ABOUT THIS EXERCISE:
Your task is to transcribe each record exactly and to omit every image.

○ ○ ○ ○ ○

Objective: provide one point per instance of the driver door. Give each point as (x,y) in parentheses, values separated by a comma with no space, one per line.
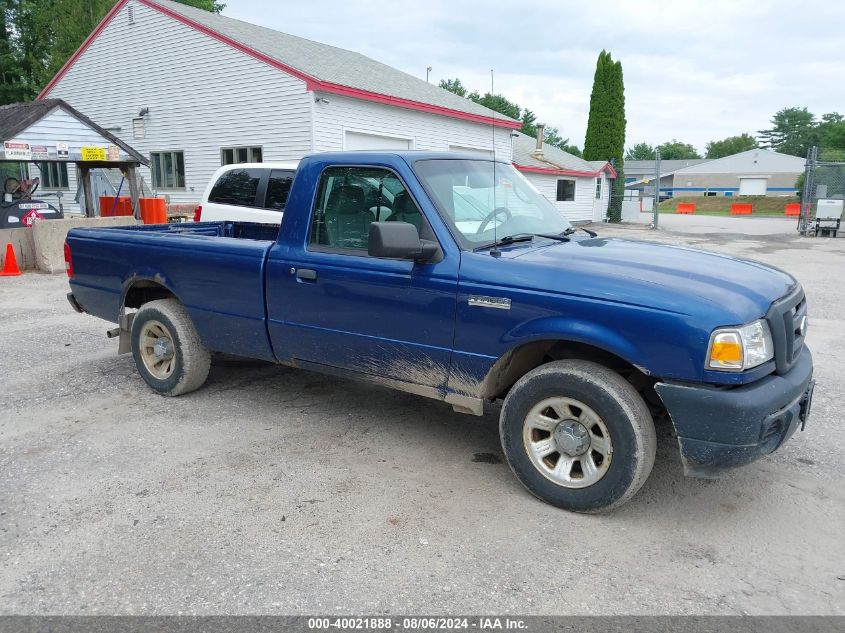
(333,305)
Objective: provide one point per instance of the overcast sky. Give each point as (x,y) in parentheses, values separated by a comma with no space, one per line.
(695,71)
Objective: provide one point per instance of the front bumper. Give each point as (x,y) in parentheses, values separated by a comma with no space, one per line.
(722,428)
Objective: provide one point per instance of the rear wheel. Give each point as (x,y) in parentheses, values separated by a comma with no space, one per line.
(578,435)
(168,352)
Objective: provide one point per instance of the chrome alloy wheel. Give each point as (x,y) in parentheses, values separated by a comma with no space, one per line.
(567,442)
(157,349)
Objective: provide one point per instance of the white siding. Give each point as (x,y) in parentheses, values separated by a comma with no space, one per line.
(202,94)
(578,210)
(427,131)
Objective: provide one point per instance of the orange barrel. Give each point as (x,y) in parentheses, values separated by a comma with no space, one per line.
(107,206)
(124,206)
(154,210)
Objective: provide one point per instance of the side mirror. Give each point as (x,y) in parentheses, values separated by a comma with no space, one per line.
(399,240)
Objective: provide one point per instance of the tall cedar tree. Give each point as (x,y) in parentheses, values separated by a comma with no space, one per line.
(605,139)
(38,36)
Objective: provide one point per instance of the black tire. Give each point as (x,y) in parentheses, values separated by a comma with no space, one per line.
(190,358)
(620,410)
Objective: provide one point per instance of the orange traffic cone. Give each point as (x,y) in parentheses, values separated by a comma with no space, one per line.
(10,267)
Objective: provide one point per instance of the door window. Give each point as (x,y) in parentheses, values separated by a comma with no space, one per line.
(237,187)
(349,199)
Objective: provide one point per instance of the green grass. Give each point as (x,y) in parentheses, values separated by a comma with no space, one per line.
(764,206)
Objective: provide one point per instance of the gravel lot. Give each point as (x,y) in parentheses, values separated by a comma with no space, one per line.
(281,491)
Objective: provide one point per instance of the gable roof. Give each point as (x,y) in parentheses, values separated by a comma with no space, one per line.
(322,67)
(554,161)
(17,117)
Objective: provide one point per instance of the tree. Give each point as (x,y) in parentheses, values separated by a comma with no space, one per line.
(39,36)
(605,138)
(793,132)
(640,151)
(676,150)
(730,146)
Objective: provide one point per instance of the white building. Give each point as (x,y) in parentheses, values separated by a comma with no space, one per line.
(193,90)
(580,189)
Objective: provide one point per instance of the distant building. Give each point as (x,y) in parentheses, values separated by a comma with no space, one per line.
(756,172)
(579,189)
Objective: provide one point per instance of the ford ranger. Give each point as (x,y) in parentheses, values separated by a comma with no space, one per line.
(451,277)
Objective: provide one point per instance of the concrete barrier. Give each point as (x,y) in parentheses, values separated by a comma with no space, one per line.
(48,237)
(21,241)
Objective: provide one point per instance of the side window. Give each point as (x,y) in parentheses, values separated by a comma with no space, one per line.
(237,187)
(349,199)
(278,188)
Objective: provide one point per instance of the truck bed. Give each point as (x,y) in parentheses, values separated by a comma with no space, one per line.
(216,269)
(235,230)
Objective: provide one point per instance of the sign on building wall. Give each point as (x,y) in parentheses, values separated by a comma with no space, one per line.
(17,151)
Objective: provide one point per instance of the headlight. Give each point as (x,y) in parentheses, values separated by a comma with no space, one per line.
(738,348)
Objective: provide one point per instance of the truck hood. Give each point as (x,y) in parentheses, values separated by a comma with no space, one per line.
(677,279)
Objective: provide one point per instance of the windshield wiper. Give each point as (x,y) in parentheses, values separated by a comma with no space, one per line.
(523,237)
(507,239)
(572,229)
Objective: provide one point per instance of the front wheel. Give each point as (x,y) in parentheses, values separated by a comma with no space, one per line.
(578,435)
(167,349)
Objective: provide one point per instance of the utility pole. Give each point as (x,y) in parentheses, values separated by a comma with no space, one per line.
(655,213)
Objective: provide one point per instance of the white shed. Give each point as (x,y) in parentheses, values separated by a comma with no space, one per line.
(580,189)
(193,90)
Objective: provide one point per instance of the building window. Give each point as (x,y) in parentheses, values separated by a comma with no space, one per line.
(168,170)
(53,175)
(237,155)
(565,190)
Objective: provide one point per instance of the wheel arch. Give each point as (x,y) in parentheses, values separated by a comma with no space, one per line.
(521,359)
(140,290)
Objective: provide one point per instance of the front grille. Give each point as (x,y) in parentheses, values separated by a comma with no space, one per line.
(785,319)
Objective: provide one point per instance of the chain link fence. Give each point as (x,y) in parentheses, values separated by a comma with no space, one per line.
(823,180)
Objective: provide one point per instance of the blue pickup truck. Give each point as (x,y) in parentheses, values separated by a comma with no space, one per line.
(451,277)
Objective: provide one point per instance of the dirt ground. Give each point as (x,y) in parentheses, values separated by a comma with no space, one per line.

○ ○ ○ ○ ○

RESPONSE FOR THIS EXERCISE:
Objective: provide one point per instance of the driver door. Give each point as (x,y) in parentheses, values separated by a comma with no space, one per line.
(333,305)
Objective: provide one point per instance of the overcast sky. Give each point as (x,y) in parentheses, values separated by a comma with no space, one per line.
(695,71)
Objective: provide one point per instance of the front bumper. Give each point as (x,y) in parentheses, values separated by a comma with no space, one per line.
(722,428)
Objective: provide one point per instance of the rear wheel. Give each point as (x,y) in parentheses, values separated by a comma with no space, one per line.
(578,435)
(168,352)
Objective: provide one point per instance of the chrome alloy wheel. Give each point as (x,y) in parentheses, values separated by a comma with no space, one per line.
(567,442)
(157,349)
Objective: provide one point per instance of the white siding. Give each point as (x,y) in parentheses, values separated by a comma with no space, one per line.
(202,94)
(578,210)
(427,131)
Objective: provide one point per instance of the orange barrel. Give each point as (x,y) in parentheses, values separated by a comma with no space, one per line.
(107,206)
(124,206)
(154,210)
Objective: provide one point per instance of the side mirror. Give each point as (x,y) in parentheses, values separated by a comma with no space, one per line.
(399,240)
Objective: provide one point per instance of the tall cedar tree. Give each point as (x,y) in parentheses, values separated by a comma with no space, one per line.
(605,139)
(38,36)
Objective: provide one point per instance of the black tire. Give each point as (x,y) in parentheses, values separated by a comma with no space, one per line.
(190,358)
(620,410)
Objective: provide one point per instance of the orange traffic cone. Give each point as (x,y) in parentheses, values separated by a comma with no space, one per line.
(10,267)
Objective: provide one point per instance of the door window. Give each point as (x,y) in parentheses, values separated by a comma with no space, one per line.
(237,187)
(349,199)
Objective: provide one point per instance of the green grass. Give each point as (x,y) in parentheses, values separated by a comma with no space, one per line.
(764,206)
Objective: provide one point per instance of the gravel lot. Give each point as (x,y) in parentheses, values separated by a comma with no space, one per line.
(281,491)
Objective: provide one point per instance of the gable roof. Give each point as (x,y) in parentheses, values separated by a comma with no space, one per line.
(322,67)
(554,161)
(17,117)
Objective: provide one point per instance of the tree. Give each point as (x,y) in parentheses, values separated by a comma with no space, one per line.
(39,36)
(605,138)
(793,132)
(640,151)
(676,150)
(730,146)
Objective: provide one point per instance of the white building. Give each point as (x,y) in parentheses, values separated by a comma with no space, one per line.
(193,90)
(580,189)
Objective: provide one point per instance of the distant building. Give each point as (x,y) in parentheses, values separated by a comma with no space, one per line.
(756,172)
(579,189)
Objective: provide one point per instance of the ford ranger. Give each point as (x,y) in parentheses, values separated by a comma with no space, one per line.
(451,277)
Objective: provide one point per instance of the concrete barrier. Give each point as (x,y) in parentheses, values separated by a comma with no space, one per line.
(48,237)
(21,241)
Objective: provide one point per instance of the side window. Give each point as (x,y) in parentheses, values separated by a comma with no space, one per line.
(237,187)
(349,199)
(278,188)
Objective: provide one point per instance of the truck bed. Give each point as (x,y) in parentheses, values separated by a comma with no space, one per line.
(216,269)
(235,230)
Objective: provide one point per instance of the sign on building wall. Give each point as (x,y) in parentheses, values separated by a comma with no space, one per line.
(17,151)
Objective: provide one point per instance of the headlight. Give each point as (x,y) in parentheses, values separated by a comma with no space, one per line.
(738,348)
Objective: provide one point per instance of the truck hood. Give each point as (x,y) in parentheses, values separated by a comma with no space, one per line.
(677,279)
Objective: provide one point per instance of the windshield wiper. Give each point as (x,y) in parentheses, values separated by a comma with no space, one per line.
(523,237)
(507,239)
(572,229)
Objective: provide one point per instance of the front wheel. Give each point as (x,y) in parentheses, values separated by a comma with no space, one per line.
(578,435)
(167,349)
Objective: provide one point per instance of the utility pole. Give each point as (x,y) in parentheses, values separated by a comma with no space, one per line.
(655,213)
Objective: provide one point per instance of the white shed. Give each point as (x,y) in parentheses, values separated by a comma with no space, one per line.
(580,189)
(193,90)
Objective: provide one point per instance of the building window. Give each point as (x,y) in parentheses, values separated by a comma with no space, one per line.
(168,170)
(53,175)
(237,155)
(565,190)
Objective: provide one point per instance of the wheel arch. Give each point as (x,y) in parentheses, values separated by a comma with no space, one per line.
(521,359)
(140,290)
Objective: provide one point per instance of the front grille. Give each point as (x,y) in parentheses, values separated by a comma with no space, one per line.
(785,319)
Objective: provide one point per instance of the chain link fence. Give each point as (x,y) in parentheses, values separated by a comma with no space, one per line.
(823,180)
Objective: provide one point per instance of the blue pickup truck. Give each point as (x,y) in parentheses, values separated by a comma with no space, one per line.
(451,277)
Objective: provide one point per instance of the dirt ground. Give each point as (x,y) in parentheses, values separated by a comma with no space, one per line.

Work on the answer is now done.